#### Provided text
Management of the Neck in Parotid Carcinoma.
BACKGROUND: Management of the clinically negative neck remains a controversial issue in patients with carcinoma of the parotid gland. Our treatment policy has always been conservative, reserving lymphadenectomy for selected patients.
METHODS: We retrospectively evaluated 121 patients with malignant tumors of the parotid gland who received their definitive treatment at the Memorial Sloan-Kettering Cancer Center between 1966 and 1988.
RESULTS: A total of 35 neck dissections (ND) were performed, 14 of which involved removal of clinically positive nodes (radical in 10, modified in 2, and limited in 3). Twenty-one patients had an elective lymphadenectomy (radical in 14, modified in 2, and limited in 4), usually because of ominous histology or high T stage. In addition to histologically positive regional lymph nodes, facial nerve paralysis, gender, and advanced stage, the decision to perform a ND, whether elective or therapeutic, was significantly predictive of decreased survival (P < 0.001). In the majority of patients (86, or 65%), the neck was observed rather than treated electively, with no impact on overall survival. Only 4 of 121 patients developed neck recurrence following treatment, including 3 who had neck dissection as part of their initial management.

#### Dataset excerpts

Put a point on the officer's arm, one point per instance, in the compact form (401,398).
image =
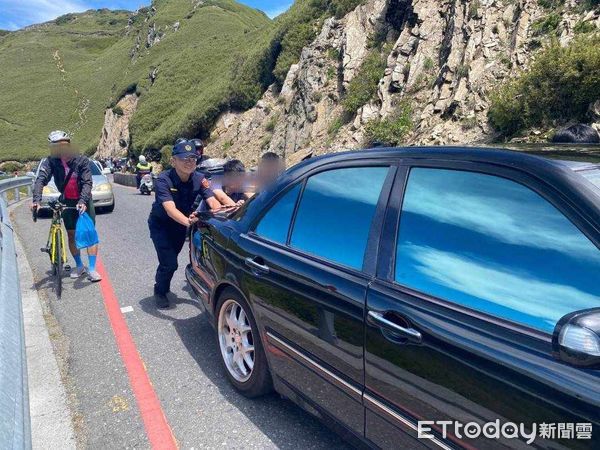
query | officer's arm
(223,198)
(175,214)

#### What to do
- a) Reproduce the part of the parotid carcinoma abstract starting at "BACKGROUND: Management of" and ending at "for selected patients.".
- b) In the parotid carcinoma abstract, between which years did the evaluated patients receive their definitive treatment at the Memorial Sloan-Kettering Cancer Center?
- c) Continue the abstract on neck management in parotid carcinoma from its last sentence.
The material placed after the parotid carcinoma abstract is separate from it and unrelated to its content.

#### Written answers
- a)
BACKGROUND: Management of the clinically negative neck remains a controversial issue in patients with carcinoma of the parotid gland. Our treatment policy has always been conservative, reserving lymphadenectomy for selected patients.

- b) Between 1966 and 1988.

- c)
CONCLUSIONS: These data support our policy of reserving elective ND only for those histologic diagnoses that carry the highest risk of nodal metastases, as well as for selected patients whose primary tumor resection might be facilitated by lymphadenectomy.
Published In/Presented At
Kelley, D. J., & Spiro, R. H. (1996). Management of the neck in parotid carcinoma. American Journal Of Surgery, 172(6), 695-697.